■ **DIRECTIONS**:
State how many lines of the entries below hold the word "clicks"; reply with nothing but the number.

■ **AVAILABLE DATA**:
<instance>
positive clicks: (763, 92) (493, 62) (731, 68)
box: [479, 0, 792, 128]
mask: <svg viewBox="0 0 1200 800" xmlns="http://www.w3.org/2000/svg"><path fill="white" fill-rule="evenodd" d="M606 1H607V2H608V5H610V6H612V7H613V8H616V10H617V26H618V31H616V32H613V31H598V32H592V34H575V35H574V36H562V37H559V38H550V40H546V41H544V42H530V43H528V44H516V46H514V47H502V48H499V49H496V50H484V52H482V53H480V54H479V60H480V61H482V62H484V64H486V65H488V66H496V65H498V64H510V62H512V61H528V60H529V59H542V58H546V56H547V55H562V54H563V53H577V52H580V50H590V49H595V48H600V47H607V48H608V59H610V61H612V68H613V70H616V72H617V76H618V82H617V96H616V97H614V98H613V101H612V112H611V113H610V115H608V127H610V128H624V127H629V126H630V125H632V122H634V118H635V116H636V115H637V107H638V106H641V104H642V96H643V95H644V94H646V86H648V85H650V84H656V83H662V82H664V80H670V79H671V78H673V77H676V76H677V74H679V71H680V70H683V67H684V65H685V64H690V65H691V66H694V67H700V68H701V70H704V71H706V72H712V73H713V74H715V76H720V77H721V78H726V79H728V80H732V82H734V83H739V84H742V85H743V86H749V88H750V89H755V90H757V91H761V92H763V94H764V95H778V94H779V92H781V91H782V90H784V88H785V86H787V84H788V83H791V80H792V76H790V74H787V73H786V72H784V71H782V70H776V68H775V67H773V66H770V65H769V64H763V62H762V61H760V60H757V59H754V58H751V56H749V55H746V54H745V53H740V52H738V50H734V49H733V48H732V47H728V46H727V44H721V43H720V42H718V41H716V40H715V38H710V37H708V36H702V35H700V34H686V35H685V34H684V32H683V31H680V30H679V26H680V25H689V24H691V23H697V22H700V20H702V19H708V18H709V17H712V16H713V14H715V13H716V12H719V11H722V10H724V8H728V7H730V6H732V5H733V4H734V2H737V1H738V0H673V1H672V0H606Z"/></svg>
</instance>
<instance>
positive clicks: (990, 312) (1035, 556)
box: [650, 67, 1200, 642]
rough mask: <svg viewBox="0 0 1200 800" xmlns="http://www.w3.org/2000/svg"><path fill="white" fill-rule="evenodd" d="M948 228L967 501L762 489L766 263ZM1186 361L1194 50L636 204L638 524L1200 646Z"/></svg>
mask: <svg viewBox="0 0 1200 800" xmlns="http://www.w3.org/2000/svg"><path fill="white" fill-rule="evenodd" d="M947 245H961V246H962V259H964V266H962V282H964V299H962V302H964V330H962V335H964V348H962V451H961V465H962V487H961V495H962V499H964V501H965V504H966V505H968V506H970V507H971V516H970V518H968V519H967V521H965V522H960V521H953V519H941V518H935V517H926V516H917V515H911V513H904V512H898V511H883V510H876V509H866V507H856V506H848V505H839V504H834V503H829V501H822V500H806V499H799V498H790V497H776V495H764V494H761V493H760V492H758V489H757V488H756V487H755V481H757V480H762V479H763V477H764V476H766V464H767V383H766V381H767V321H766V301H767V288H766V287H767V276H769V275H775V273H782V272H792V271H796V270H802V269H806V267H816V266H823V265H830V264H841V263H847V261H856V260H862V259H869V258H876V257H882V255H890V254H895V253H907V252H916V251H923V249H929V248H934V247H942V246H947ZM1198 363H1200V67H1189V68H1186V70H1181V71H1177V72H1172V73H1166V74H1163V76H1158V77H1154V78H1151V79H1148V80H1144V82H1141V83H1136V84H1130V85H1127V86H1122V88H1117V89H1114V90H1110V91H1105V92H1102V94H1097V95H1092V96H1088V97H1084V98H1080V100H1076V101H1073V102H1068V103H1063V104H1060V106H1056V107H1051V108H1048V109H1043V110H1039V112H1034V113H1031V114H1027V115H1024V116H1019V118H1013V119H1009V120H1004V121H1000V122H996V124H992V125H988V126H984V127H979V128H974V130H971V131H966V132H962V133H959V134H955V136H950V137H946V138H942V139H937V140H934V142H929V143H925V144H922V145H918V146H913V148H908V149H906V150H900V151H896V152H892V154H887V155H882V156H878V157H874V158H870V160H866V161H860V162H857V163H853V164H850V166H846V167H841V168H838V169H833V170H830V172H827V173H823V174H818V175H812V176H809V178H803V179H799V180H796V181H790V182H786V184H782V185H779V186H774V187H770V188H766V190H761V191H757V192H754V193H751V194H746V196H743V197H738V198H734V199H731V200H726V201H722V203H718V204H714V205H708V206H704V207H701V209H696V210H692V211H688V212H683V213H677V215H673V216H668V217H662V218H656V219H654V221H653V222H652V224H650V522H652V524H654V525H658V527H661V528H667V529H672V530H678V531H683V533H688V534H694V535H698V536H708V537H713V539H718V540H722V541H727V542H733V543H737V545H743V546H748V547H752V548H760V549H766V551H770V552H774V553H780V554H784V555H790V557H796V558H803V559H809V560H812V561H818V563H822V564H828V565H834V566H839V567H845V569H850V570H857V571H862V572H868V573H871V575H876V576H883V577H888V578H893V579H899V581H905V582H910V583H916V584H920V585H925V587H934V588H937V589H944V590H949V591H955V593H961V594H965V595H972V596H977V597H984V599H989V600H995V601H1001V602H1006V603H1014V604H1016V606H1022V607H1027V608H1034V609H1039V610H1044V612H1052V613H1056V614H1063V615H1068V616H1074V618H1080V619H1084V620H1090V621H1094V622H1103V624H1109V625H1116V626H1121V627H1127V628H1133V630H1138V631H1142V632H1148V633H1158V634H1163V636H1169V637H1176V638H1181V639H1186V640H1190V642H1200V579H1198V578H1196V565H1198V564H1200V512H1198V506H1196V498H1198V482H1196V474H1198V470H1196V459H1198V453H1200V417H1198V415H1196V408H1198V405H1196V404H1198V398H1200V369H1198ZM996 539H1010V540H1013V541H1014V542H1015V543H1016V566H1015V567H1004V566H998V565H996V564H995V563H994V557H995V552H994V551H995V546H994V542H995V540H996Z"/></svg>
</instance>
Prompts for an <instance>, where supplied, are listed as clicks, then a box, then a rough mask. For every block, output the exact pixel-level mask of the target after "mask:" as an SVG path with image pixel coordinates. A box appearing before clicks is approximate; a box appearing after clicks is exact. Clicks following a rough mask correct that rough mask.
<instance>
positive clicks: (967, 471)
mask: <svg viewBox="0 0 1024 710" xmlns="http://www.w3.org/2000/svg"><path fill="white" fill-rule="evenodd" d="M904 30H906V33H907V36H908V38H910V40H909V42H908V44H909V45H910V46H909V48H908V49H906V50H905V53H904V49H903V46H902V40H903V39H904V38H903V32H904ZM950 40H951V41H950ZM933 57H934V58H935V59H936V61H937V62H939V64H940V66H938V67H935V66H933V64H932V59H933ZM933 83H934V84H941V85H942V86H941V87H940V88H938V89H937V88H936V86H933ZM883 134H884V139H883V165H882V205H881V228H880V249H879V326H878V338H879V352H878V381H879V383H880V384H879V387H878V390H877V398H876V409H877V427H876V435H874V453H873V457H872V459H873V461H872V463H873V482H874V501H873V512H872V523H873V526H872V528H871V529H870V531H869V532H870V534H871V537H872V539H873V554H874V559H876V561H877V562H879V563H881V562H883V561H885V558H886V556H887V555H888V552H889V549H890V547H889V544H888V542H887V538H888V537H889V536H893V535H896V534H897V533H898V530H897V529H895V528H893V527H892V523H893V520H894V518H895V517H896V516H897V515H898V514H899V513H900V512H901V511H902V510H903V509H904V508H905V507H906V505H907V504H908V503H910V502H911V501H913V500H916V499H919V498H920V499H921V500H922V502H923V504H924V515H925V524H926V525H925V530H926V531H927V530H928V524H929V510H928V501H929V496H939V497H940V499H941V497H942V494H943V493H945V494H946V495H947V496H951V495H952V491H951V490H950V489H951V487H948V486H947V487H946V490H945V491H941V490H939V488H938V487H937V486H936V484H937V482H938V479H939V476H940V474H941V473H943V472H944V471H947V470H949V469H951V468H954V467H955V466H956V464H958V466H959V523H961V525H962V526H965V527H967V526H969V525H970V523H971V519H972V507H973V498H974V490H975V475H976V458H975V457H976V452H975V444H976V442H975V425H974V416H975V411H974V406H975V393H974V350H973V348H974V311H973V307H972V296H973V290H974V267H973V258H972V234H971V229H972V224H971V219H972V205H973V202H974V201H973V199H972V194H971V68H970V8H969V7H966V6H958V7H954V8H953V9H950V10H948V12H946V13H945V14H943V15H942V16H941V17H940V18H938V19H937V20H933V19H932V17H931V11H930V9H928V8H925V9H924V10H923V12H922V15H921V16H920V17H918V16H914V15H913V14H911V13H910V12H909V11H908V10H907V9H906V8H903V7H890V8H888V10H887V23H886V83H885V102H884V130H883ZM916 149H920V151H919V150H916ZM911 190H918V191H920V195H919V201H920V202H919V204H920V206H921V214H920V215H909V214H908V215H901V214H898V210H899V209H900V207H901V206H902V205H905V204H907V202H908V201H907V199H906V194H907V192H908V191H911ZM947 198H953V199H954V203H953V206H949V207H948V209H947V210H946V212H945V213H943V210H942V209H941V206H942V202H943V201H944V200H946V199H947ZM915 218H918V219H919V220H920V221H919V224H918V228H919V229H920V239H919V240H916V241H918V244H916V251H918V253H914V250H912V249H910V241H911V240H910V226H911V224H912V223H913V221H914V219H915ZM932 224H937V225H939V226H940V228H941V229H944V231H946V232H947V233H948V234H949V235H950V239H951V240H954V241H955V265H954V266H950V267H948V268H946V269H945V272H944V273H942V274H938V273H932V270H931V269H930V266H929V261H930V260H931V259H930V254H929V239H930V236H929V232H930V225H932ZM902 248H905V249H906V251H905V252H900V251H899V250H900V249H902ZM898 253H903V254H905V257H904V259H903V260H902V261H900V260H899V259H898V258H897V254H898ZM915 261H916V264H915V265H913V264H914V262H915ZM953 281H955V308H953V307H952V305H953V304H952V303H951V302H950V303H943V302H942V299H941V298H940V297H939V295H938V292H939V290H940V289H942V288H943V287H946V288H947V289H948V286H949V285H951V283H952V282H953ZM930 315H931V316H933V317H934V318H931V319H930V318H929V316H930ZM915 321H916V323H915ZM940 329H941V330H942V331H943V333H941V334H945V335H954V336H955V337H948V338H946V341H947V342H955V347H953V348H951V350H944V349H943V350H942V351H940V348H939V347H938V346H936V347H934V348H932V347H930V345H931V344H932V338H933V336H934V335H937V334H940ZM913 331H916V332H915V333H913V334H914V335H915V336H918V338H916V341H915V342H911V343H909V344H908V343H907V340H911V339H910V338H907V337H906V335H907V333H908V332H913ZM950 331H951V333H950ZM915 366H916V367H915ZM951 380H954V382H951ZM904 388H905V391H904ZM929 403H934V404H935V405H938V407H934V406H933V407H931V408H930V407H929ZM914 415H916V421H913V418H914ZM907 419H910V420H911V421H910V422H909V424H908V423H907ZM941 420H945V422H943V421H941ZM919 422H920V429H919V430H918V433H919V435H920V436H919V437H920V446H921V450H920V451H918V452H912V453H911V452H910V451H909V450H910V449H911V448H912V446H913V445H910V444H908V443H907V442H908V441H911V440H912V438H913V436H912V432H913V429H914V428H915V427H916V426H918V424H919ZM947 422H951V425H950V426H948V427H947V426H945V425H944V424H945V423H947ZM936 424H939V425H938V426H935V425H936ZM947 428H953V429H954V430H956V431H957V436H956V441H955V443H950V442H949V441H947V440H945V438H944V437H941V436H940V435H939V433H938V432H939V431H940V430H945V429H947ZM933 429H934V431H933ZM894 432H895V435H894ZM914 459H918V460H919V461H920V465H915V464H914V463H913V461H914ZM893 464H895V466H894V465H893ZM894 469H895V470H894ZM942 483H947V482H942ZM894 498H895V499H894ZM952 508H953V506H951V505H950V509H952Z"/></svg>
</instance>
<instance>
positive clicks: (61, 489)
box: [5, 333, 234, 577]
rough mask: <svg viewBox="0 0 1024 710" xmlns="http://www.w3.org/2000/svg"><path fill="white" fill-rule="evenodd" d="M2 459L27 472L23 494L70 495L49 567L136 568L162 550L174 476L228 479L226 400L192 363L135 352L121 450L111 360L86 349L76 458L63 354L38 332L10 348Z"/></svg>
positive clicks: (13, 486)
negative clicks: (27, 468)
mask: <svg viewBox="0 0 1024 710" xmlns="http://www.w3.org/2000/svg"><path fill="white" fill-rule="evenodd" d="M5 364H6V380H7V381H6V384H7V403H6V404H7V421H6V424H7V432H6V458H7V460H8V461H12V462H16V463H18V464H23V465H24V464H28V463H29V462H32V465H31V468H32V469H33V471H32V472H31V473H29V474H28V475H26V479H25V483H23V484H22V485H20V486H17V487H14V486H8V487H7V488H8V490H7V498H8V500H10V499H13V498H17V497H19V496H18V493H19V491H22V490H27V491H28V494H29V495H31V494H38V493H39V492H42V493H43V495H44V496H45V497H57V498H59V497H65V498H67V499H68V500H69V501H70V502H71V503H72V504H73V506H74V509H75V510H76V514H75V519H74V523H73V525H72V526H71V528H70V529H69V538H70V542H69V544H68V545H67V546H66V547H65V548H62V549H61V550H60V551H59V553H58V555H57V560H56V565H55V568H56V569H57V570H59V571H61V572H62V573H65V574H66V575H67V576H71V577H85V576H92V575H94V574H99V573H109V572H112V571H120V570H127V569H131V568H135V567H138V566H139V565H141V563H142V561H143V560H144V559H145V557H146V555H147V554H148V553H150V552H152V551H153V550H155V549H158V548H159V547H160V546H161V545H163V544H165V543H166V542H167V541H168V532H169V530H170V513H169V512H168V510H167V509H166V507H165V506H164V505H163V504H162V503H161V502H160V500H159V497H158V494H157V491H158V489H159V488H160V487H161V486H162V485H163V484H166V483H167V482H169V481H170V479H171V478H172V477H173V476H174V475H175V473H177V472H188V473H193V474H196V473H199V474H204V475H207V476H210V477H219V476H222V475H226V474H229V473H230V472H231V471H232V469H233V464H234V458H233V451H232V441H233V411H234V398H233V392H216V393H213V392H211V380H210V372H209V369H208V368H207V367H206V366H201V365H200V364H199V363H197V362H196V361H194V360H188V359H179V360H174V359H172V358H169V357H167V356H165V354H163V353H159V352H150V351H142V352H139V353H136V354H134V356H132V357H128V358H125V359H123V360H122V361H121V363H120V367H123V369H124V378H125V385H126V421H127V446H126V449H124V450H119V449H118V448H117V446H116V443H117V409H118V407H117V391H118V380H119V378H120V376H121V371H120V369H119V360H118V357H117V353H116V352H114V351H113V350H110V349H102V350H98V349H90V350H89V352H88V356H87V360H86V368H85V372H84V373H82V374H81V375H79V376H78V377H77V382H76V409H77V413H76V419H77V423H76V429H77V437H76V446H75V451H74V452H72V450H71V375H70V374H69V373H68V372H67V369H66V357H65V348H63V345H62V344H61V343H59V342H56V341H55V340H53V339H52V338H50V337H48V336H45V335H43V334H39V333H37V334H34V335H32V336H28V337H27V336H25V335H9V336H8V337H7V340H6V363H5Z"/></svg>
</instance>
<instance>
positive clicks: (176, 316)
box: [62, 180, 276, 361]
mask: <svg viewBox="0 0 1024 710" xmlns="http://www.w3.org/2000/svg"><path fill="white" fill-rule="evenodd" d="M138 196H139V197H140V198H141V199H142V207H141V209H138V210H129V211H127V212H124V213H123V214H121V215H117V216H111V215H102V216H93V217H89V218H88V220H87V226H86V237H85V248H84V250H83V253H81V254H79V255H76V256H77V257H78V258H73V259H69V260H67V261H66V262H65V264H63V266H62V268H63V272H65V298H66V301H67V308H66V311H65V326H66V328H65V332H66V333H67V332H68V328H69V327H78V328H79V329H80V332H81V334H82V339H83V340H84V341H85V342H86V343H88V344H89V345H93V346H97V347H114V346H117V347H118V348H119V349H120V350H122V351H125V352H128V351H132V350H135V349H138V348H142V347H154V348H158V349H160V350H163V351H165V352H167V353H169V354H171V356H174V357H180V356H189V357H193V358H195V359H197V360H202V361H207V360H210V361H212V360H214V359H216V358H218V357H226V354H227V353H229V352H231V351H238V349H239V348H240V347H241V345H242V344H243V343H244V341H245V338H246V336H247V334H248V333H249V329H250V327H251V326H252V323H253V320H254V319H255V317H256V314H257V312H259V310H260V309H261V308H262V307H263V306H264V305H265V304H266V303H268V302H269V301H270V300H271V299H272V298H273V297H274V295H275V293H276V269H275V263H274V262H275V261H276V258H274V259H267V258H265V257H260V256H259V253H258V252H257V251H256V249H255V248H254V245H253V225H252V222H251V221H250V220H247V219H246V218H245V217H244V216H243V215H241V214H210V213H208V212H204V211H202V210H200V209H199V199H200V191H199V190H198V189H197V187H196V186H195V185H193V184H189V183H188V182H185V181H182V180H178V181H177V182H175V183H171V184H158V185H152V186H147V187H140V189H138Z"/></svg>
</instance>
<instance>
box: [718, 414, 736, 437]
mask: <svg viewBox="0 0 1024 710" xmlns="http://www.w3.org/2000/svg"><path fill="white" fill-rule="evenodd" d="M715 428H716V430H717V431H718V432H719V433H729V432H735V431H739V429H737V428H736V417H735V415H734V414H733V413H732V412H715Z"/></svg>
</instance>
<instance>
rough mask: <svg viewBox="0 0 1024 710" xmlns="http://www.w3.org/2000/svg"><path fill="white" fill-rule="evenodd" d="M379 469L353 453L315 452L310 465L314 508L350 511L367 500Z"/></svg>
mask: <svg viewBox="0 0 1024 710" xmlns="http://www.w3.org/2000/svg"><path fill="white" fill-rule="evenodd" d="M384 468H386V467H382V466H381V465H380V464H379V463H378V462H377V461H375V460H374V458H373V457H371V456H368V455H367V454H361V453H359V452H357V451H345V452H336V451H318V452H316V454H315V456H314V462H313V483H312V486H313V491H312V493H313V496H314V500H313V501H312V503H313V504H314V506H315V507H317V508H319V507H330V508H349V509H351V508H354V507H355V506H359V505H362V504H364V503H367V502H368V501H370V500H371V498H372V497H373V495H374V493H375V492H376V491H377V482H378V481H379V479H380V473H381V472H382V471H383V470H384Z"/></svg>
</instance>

■ **RESPONSE BOX**:
8